# Task statement
Pull out each line from the items below that has the word "wall" in it, and copy those lines.

# Records for this exercise
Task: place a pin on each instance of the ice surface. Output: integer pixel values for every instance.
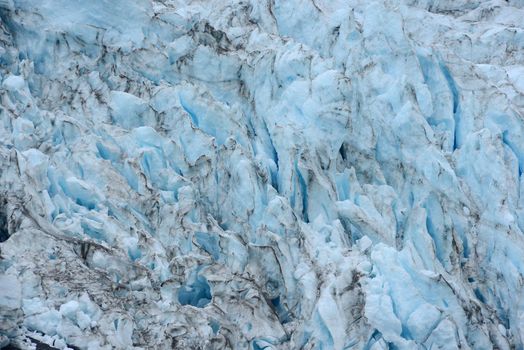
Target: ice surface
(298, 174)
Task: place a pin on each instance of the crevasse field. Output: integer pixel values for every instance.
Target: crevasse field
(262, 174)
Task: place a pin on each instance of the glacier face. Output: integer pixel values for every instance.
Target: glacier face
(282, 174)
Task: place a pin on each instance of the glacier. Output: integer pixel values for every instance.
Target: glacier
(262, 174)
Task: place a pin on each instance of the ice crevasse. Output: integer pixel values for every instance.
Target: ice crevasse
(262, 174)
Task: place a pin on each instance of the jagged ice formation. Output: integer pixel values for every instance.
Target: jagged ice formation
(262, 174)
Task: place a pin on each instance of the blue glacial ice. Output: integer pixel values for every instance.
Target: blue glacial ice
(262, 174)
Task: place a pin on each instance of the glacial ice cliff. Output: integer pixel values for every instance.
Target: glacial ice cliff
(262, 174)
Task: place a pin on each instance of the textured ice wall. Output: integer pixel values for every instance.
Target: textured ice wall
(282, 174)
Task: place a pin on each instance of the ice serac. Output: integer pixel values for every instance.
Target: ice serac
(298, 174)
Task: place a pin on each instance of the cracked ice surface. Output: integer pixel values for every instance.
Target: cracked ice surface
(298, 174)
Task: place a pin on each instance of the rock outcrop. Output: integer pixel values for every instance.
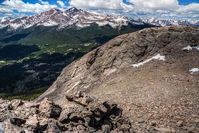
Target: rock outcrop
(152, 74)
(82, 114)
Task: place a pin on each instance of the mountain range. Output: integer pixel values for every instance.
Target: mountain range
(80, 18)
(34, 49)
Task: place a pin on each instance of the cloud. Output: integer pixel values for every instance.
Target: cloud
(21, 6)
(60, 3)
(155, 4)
* * *
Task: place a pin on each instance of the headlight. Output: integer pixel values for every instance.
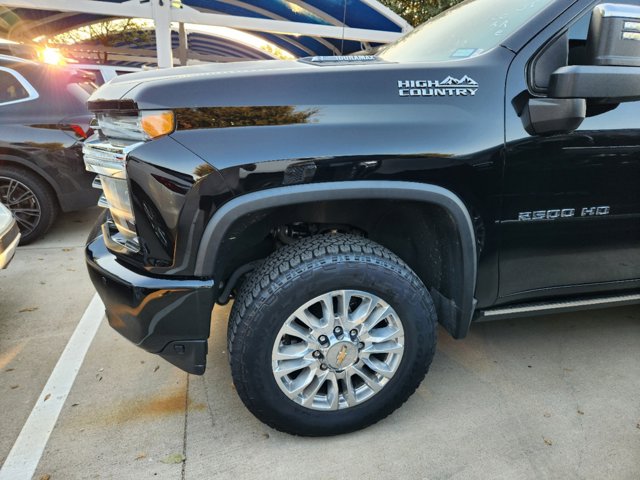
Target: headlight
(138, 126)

# Problem solution
Task: place a pin on each instance of the textured ice wall. Output: integer pixel values for every instance.
Target: textured ice wall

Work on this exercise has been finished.